En la genealogía de escritores transgresores, polémicos y anticipados a su tiempo hay que incluir sin duda al alemán Frank Wedekind (1864-1918), uno de los dramaturgos mejor dotados para la creación de personajes femeninos potentes y con personalidad propia, seres vivientes -y sufrientes- que cuentan con un protagonismo real y no se limitan a ser sólo palanca para la acción de sus compañeros masculinos. Creador de Lulú, la mujer rebelde de sus primeras obras que inspiró la ópera de Alban Berg, a Wedekind no le tembló el pulso a la hora de hablar de sexualidad y mujer en sus piezas dramáticas y novelas, hasta el punto de que muchos lo consideran un precursor del feminismo moderno: pienso ahora en una obra de 1910, Franziska, cuya protagonista, parodiando al Fausto de Goethe, vende su alma al diablo para escapar al matrimonio y poder vivir con la misma libertad de la que gozan los hombres.

+ + + +

*Acciones requeridas:*
[a] Indica si cada afirmación concuerda con el texto sobre Wedekind y cita literalmente las palabras que lo deciden: (i) Wedekind nació en 1864; (ii) Lulú inspiró una ópera de Richard Strauss; (iii) la protagonista de Franziska vende su alma al diablo para poder casarse.
[b] Reproduce un fragmento del texto sobre Wedekind: empieza en las palabras "En la genealogía" y detente después de "gozan los hombres.".
Las líneas no intervienen en nada de esto.

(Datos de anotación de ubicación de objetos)
+ + + +

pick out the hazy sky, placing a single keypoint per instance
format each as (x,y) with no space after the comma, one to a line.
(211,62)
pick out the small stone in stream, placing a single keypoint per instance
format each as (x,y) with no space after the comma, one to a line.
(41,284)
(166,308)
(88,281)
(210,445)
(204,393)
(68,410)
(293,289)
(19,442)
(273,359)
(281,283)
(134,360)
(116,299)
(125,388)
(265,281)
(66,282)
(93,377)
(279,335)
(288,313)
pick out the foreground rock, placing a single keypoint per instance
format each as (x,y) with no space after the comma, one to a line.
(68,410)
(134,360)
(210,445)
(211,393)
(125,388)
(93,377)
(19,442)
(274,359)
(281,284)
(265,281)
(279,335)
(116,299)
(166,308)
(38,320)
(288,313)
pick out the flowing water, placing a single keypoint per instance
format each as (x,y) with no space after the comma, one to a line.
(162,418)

+ + + +

*Respuestas:*
[a]
(i) Sí: "Frank Wedekind (1864-1918)".
(ii) No: "inspiró la ópera de Alban Berg".
(iii) No: "vende su alma al diablo para escapar al matrimonio".

[b]
En la genealogía de escritores transgresores, polémicos y anticipados a su tiempo hay que incluir sin duda al alemán Frank Wedekind (1864-1918), uno de los dramaturgos mejor dotados para la creación de personajes femeninos potentes y con personalidad propia, seres vivientes -y sufrientes- que cuentan con un protagonismo real y no se limitan a ser sólo palanca para la acción de sus compañeros masculinos. Creador de Lulú, la mujer rebelde de sus primeras obras que inspiró la ópera de Alban Berg, a Wedekind no le tembló el pulso a la hora de hablar de sexualidad y mujer en sus piezas dramáticas y novelas, hasta el punto de que muchos lo consideran un precursor del feminismo moderno: pienso ahora en una obra de 1910, Franziska, cuya protagonista, parodiando al Fausto de Goethe, vende su alma al diablo para escapar al matrimonio y poder vivir con la misma libertad de la que gozan los hombres.